===== DOCUMENT SOURCE

- Coupe des confédérations
- France
- Rétro
2001, odyssée des Bleus
Lors de l'édition 2001 de la Coupe des Confédérations, l'invincible équipe de France du début des années 2000 empoche un trophée supplémentaire avec une drôle d'équipée, à mi-chemin entre les A et les A'. Mais contrairement aux apparences, pour Roger Lemerre, l'heure n'était pas à la préparation au mondial 2002.
Quand Roger Lemerre embarque pour la Corée du Sud en mai 2001, il a des têtes inhabituelles autour de lui. Avec les Bleus, les champions du monde et champions d’Europe en titre, pas de Zinédine Zidane, pas de Barthez, pas de duo Henry-Trezeguet. À un an de la Coupe du monde, la meilleure équipe de football du moment ne se présente pas avec toutes ses meilleures armes pour disputer un tournoi qui, sur le papier, n’excite pas vraiment les médias, ni certains joueurs. C’est somme toute logique. Ce n’est que la Coupe des confédérations qui s’annonce, à un an de la deuxième étoile brodée d’avance par Adidas sur le maillot tricolore. Une broutille.

==========
===== DONNÉES FOURNIES

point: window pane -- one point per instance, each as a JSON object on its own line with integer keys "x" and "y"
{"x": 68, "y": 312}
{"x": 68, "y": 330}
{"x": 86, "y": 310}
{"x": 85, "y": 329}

==========

* _ÉNONCÉ A_
Dans l'article sur la Coupe des confédérations 2001, relevez les joueurs dont l'absence aux côtés de Roger Lemerre est signalée.
* _ÉNONCÉ B_
Reprenez l'article sur l'équipée des Bleus en 2001 juste après sa dernière phrase.
Ces enregistrements n'ont aucun lien avec l'article.

* _RÉPONSE A_
Zinédine Zidane, Barthez, Henry, Trezeguet

* _RÉPONSE B_
Testeurs par défaut
Si l’équipe ressemble à un beta-test d’avant 2002, pour voir de près les aspirants Bleus, ce n’est pas tellement l’objectif du sélectionneur. Roger Lemerre agit sous la contrainte, comme se remémore aujourd’hui Nicolas Gillet : « Les joueurs qu’il a pris, si ce n’était pas des habitués, ce n’était pas un choix délibéré de sa part. Certains joueurs étaient bloqués par les clubs à cause des championnats, qui n’étaient pas encore terminés. Et il y a eu des blessures en plus… » Pour le Canari, l’heure n’est alors pas à la Coupe du monde un an plus tard. La joie de la première sélection lui suffit amplement. Pour Laurent Robert, qui agite déjà sa patte gauche pour Newcastle, ce n’est pas tout à fait le même son de cloche. L’espoir de vivre un Mondial l’anime : « Avant cela, j’avais loupé l’Euro… Là, la logique était de faire le Mondial ensuite. » À leurs côtés, Desailly, Karembeu, Vieira ou encore Djorkaeff composent l’héritage de 1998.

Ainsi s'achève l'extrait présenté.